Exercise description: Repeat the following rows verbatim, reproducing every line without alteration.

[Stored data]
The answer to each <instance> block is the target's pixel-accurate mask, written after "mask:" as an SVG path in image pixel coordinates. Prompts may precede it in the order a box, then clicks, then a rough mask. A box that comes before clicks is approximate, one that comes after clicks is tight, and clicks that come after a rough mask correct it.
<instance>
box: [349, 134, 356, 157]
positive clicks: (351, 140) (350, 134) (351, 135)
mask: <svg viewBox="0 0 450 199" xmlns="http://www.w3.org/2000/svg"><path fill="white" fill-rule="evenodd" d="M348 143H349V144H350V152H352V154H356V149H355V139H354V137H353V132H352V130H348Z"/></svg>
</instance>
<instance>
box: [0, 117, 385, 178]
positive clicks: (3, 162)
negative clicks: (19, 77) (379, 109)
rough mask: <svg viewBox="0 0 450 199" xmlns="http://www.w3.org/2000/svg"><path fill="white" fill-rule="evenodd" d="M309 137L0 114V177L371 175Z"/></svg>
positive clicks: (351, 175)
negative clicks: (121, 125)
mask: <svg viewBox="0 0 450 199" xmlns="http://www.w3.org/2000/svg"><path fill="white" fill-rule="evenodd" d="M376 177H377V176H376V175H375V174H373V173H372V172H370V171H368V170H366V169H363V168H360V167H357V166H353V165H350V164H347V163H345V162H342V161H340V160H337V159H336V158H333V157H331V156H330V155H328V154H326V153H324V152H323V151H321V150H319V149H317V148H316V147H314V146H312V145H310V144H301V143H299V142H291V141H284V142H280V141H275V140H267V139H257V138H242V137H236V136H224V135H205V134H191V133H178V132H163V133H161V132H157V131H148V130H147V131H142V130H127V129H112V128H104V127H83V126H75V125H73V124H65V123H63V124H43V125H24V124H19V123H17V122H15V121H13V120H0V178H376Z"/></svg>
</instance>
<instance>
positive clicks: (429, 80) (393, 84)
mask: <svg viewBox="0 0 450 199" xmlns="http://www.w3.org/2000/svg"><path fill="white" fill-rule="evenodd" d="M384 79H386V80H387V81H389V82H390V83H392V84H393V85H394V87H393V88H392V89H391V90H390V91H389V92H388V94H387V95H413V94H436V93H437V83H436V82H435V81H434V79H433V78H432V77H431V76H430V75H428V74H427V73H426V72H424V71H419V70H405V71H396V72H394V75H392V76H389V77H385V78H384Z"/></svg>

Solution:
The answer to each <instance> block is the target's pixel-accurate mask, written after "mask:" as an SVG path in image pixel coordinates. Prompts may precede it in the order a box, then clicks, then a rough mask. A box that comes before clicks is approximate, one that comes after clicks is tight, and clicks that come after a rough mask correct it.
<instance>
box: [349, 134, 356, 157]
positive clicks: (351, 140) (350, 134) (351, 135)
mask: <svg viewBox="0 0 450 199" xmlns="http://www.w3.org/2000/svg"><path fill="white" fill-rule="evenodd" d="M348 143H349V144H350V152H352V154H356V149H355V139H354V137H353V132H352V130H348Z"/></svg>
</instance>
<instance>
box: [0, 117, 385, 178]
positive clicks: (3, 162)
negative clicks: (19, 77) (379, 109)
rough mask: <svg viewBox="0 0 450 199" xmlns="http://www.w3.org/2000/svg"><path fill="white" fill-rule="evenodd" d="M309 137L0 114V177L371 175Z"/></svg>
positive clicks: (351, 175)
negative clicks: (121, 125)
mask: <svg viewBox="0 0 450 199" xmlns="http://www.w3.org/2000/svg"><path fill="white" fill-rule="evenodd" d="M376 177H377V176H376V175H375V174H373V173H372V172H370V171H368V170H366V169H363V168H360V167H357V166H353V165H350V164H347V163H345V162H342V161H340V160H337V159H336V158H333V157H331V156H330V155H328V154H326V153H324V152H323V151H321V150H319V149H317V148H316V147H314V146H312V145H310V144H301V143H299V142H291V141H284V142H280V141H275V140H267V139H257V138H242V137H236V136H224V135H205V134H191V133H178V132H163V133H161V132H157V131H148V130H147V131H142V130H127V129H112V128H104V127H83V126H75V125H73V124H65V123H63V124H43V125H24V124H19V123H17V122H15V121H13V120H0V178H376Z"/></svg>
</instance>
<instance>
positive clicks: (429, 80) (393, 84)
mask: <svg viewBox="0 0 450 199" xmlns="http://www.w3.org/2000/svg"><path fill="white" fill-rule="evenodd" d="M384 79H386V80H387V81H389V82H390V83H392V84H393V85H394V87H393V88H392V89H391V90H390V91H389V92H388V94H387V95H413V94H436V93H437V83H436V82H435V81H434V79H433V78H432V77H431V76H430V75H428V74H427V73H426V72H424V71H419V70H405V71H396V72H394V75H392V76H389V77H385V78H384Z"/></svg>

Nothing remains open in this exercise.